** Opening GIVEN DATA block **
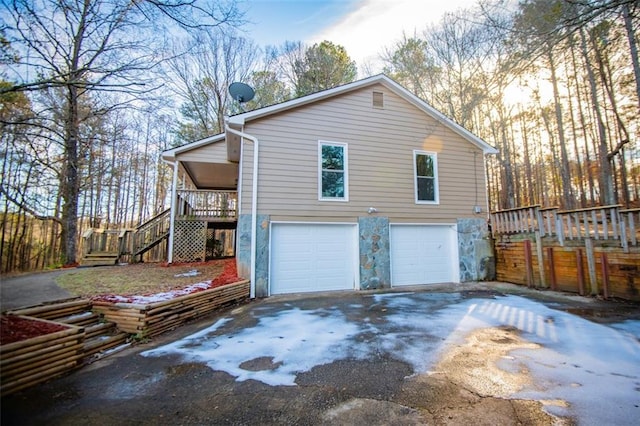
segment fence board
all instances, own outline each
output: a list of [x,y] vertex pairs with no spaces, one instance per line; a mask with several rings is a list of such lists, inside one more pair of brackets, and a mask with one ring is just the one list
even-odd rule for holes
[[[585,289],[586,277],[593,274],[595,285],[589,286],[591,293],[640,301],[640,248],[628,247],[625,250],[622,247],[600,247],[590,240],[586,240],[586,246],[567,247],[560,246],[557,240],[552,238],[545,237],[540,240],[544,248],[544,274],[550,284],[553,282],[552,273],[555,275],[557,290],[579,294],[589,292]],[[496,278],[499,281],[527,285],[525,244],[527,243],[524,241],[496,242]],[[530,244],[535,244],[535,241]],[[537,248],[530,250],[529,272],[533,269],[534,285],[544,287],[539,273],[539,252]],[[550,253],[552,259],[549,258]],[[607,260],[606,267],[602,264],[603,254]],[[593,271],[589,271],[589,262],[593,262]]]

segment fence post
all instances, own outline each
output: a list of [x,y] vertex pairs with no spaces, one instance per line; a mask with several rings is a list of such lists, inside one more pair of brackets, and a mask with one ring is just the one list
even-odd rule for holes
[[584,240],[584,247],[587,251],[587,268],[589,269],[589,284],[591,286],[591,295],[598,294],[598,280],[596,277],[596,259],[593,255],[593,240],[587,238]]
[[[538,232],[541,236],[544,237],[544,219],[542,218],[542,212],[540,211],[540,207],[536,207],[534,210],[534,214],[536,216],[536,228],[538,228]],[[537,239],[538,237],[536,237]]]
[[527,287],[533,287],[533,264],[531,263],[531,240],[524,240],[524,267]]
[[542,257],[542,238],[536,232],[536,255],[538,256],[538,272],[540,273],[540,286],[547,288],[547,280],[544,276],[544,258]]
[[576,269],[578,270],[578,293],[584,296],[584,262],[581,248],[576,250]]
[[602,268],[602,296],[609,298],[609,260],[607,253],[600,253],[600,266]]
[[560,215],[556,215],[556,236],[558,237],[560,246],[564,247],[564,230],[562,229],[562,218]]
[[556,266],[553,261],[553,247],[547,247],[547,262],[549,263],[549,283],[551,290],[556,290]]

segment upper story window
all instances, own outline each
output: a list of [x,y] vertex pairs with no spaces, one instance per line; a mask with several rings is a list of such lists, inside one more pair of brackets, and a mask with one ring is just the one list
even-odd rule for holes
[[318,199],[349,200],[347,144],[318,143]]
[[413,151],[417,204],[438,204],[438,158],[435,152]]

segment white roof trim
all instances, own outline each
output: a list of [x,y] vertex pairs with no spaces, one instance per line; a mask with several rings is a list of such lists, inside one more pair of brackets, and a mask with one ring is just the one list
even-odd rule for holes
[[[330,98],[335,95],[339,95],[342,93],[346,93],[352,90],[360,89],[372,84],[380,83],[387,87],[389,90],[396,93],[398,96],[404,98],[409,103],[413,104],[427,115],[433,117],[438,120],[449,129],[462,136],[467,141],[476,145],[478,148],[482,149],[485,154],[497,154],[498,150],[480,139],[478,136],[474,135],[464,127],[460,126],[444,114],[442,114],[437,109],[433,108],[431,105],[423,101],[422,99],[415,96],[413,93],[409,92],[407,89],[402,87],[400,84],[396,83],[389,77],[384,74],[374,75],[369,78],[365,78],[363,80],[354,81],[353,83],[348,83],[342,86],[334,87],[332,89],[324,90],[322,92],[313,93],[311,95],[303,96],[301,98],[292,99],[290,101],[282,102],[280,104],[272,105],[265,108],[256,109],[253,111],[245,112],[242,114],[234,115],[229,117],[229,124],[242,126],[246,122],[255,120],[257,118],[262,118],[269,116],[271,114],[275,114],[278,112],[283,112],[292,108],[297,108],[302,105],[306,105],[312,102],[316,102],[321,99]],[[204,141],[205,139],[203,139]],[[202,141],[201,141],[202,142]],[[194,142],[197,143],[197,142]],[[187,145],[185,145],[187,146]],[[192,149],[192,148],[190,148]]]
[[200,139],[199,141],[191,142],[176,148],[167,149],[165,151],[162,151],[162,159],[167,161],[174,161],[177,154],[182,154],[183,152],[191,151],[192,149],[200,148],[202,146],[206,146],[215,142],[224,141],[224,137],[224,133],[218,133],[217,135],[209,136],[207,138]]

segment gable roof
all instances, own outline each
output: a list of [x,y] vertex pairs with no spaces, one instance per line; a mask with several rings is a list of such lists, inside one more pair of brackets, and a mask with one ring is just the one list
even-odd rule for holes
** Closing GIVEN DATA block **
> [AIM OF THE TASK]: List every line above that contains the word "fence".

> [RESULT]:
segment fence board
segment fence post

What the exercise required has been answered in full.